(Data listing begins)

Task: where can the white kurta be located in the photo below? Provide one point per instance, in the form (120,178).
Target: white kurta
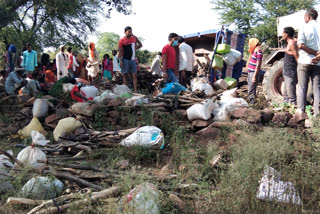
(62,62)
(93,64)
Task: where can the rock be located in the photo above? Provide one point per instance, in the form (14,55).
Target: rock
(281,118)
(267,116)
(209,133)
(201,123)
(177,201)
(114,103)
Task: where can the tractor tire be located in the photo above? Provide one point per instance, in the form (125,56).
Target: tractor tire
(272,83)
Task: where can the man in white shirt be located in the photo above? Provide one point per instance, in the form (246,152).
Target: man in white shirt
(309,47)
(156,64)
(186,61)
(62,62)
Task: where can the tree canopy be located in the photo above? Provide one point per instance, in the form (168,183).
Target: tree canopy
(46,23)
(258,18)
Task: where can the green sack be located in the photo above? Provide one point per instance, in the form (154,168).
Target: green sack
(223,49)
(231,82)
(217,62)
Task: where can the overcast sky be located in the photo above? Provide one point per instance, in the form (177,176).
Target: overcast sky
(155,19)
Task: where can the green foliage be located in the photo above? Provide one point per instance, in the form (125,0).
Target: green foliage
(106,43)
(258,18)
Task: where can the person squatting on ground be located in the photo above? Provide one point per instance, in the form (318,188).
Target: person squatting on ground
(127,56)
(254,66)
(308,65)
(169,59)
(290,66)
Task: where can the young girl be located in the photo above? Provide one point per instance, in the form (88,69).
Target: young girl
(107,66)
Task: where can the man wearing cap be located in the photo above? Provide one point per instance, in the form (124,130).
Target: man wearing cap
(62,62)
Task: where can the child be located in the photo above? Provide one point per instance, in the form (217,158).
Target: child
(107,67)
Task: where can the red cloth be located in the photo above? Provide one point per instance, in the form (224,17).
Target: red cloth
(171,56)
(70,60)
(76,98)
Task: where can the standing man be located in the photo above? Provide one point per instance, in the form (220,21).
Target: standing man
(169,58)
(186,61)
(62,61)
(254,66)
(29,59)
(127,55)
(70,65)
(309,47)
(290,65)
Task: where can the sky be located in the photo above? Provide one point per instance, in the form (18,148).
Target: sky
(153,20)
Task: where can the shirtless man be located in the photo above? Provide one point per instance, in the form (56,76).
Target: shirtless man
(290,65)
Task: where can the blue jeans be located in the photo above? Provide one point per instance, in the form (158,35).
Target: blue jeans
(171,76)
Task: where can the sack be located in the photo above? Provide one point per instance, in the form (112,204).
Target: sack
(64,126)
(40,108)
(236,54)
(173,88)
(217,62)
(121,89)
(145,136)
(223,49)
(229,59)
(272,189)
(86,109)
(143,199)
(34,125)
(67,87)
(220,84)
(42,188)
(231,82)
(200,111)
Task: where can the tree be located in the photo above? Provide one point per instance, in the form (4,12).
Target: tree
(258,18)
(107,42)
(48,23)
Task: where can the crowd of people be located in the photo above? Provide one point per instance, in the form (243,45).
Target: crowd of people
(301,63)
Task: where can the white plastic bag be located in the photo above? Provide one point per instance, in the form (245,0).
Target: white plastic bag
(121,89)
(229,59)
(220,84)
(64,126)
(137,100)
(42,188)
(201,111)
(236,54)
(272,189)
(40,108)
(67,87)
(89,91)
(145,136)
(143,199)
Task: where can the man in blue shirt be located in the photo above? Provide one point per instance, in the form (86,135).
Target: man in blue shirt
(29,59)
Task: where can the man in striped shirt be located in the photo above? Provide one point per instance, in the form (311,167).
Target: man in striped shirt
(254,66)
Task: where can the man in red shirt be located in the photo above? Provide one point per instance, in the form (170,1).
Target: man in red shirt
(169,58)
(127,56)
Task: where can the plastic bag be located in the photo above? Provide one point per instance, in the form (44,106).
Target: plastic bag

(Data listing ends)

_What is needed_
An exact copy of every entry, without pictures, should be your output.

_Answer box_
Task: where can the white kurta be located in the photo below? Provide one point per instance, in the form (120,178).
Target: white kurta
(62,62)
(93,64)
Task: where can the rock be located in the photo above? Provide one point per instance, in the form (14,55).
Target: rock
(281,118)
(267,116)
(209,133)
(201,123)
(177,201)
(114,103)
Task: where can the tractor tire be located in the photo above? Provide one point per instance, in the form (125,56).
Target: tractor tire
(272,83)
Task: where can the man in white shirt be located in the photo above? Provide one point per instance, in the form (246,152).
Target: man in white shirt
(309,47)
(156,64)
(186,61)
(62,62)
Task: where can the tree canopy be located in the photo above? Provide one point per instance, in the form (168,183).
Target: tree canopy
(46,23)
(258,18)
Task: where can the green sack be located in the photo above? Provide one point per instance, in the form (154,168).
Target: green sack
(223,49)
(231,82)
(217,62)
Task: where can the overcast sky be located in the photo above? Provide one point per instance, in the form (177,176).
Target: overcast sky
(155,19)
Task: where can the green foliage be located in the photo above? Provide one point per instance, in the form (125,0).
Target: green foliage
(106,43)
(258,18)
Task: where can the person squatting on ground be located in the photo above? Provide one point per instance, in the form (318,188).
Target: person squatting on ground
(127,56)
(254,66)
(308,65)
(169,59)
(290,66)
Task: where can the young girl be located in the photo above? Provide one point per instance, in the form (88,69).
Target: young girl
(107,66)
Task: where can the man wearing cap be located in the photo above? Provide one point per instance, in the form (124,130).
Target: man wearing cap
(62,62)
Task: where can the child be located in the photo above? Provide one point per instance, in the form (217,158).
Target: child
(107,67)
Task: where can the red cloth be located in the photo above? Provide one point per instance, in the form (224,17).
Target: red cloth
(171,56)
(70,60)
(76,98)
Task: where can the standing man be located in the photo above? Provide one point per instance, in the form (220,21).
Target: standing man
(169,58)
(186,61)
(62,61)
(254,66)
(29,59)
(127,55)
(70,65)
(309,47)
(290,65)
Task: where can the sky be located in the photo above? Provide one point per instance, in the form (18,148).
Target: sky
(153,20)
Task: where can the shirtless man be located in the photo above? Provide one point per instance, in the form (56,76).
Target: shirtless man
(290,65)
Task: where can the blue jeans be located in the photo above? Provide one point per instance, in the form (158,35).
Target: blue jeans
(171,76)
Task: where can the sack be located in the photo above? Provide one point per instance, in the form (112,204).
Target: sack
(64,126)
(40,108)
(236,54)
(173,88)
(217,62)
(121,89)
(145,136)
(223,49)
(229,59)
(272,189)
(86,109)
(143,199)
(34,125)
(67,87)
(220,84)
(42,188)
(231,82)
(200,111)
Task: where can the tree be located in the photo above? Provide one point per instance, in the form (4,12).
Target: tree
(258,18)
(107,42)
(48,23)
Task: where can the crowd of people be located in the photo above? Provide one point per instance, in the form (243,45).
Target: crowd of people
(301,63)
Task: where can the white plastic bag be located in the photo above? Provide one point per instance, in the form (245,0).
Target: white plastic bag
(121,89)
(229,59)
(220,84)
(64,126)
(137,100)
(42,188)
(201,111)
(236,54)
(272,189)
(40,108)
(67,87)
(89,91)
(145,136)
(143,199)
Task: where can the man in blue shirt be located in the photo above? Provide one point per instance, in the form (86,135).
Target: man in blue shirt
(29,59)
Task: where can the man in striped shirt be located in the photo above? Provide one point per instance, in the form (311,167).
Target: man in striped shirt
(254,66)
Task: where can the man in red shirt be located in the photo above? Provide one point per instance, in the form (170,1).
Target: man in red shirt
(169,58)
(127,56)
Task: where can the plastic bag be located in the photo above? Provide one point per instance, in the form (44,106).
Target: plastic bag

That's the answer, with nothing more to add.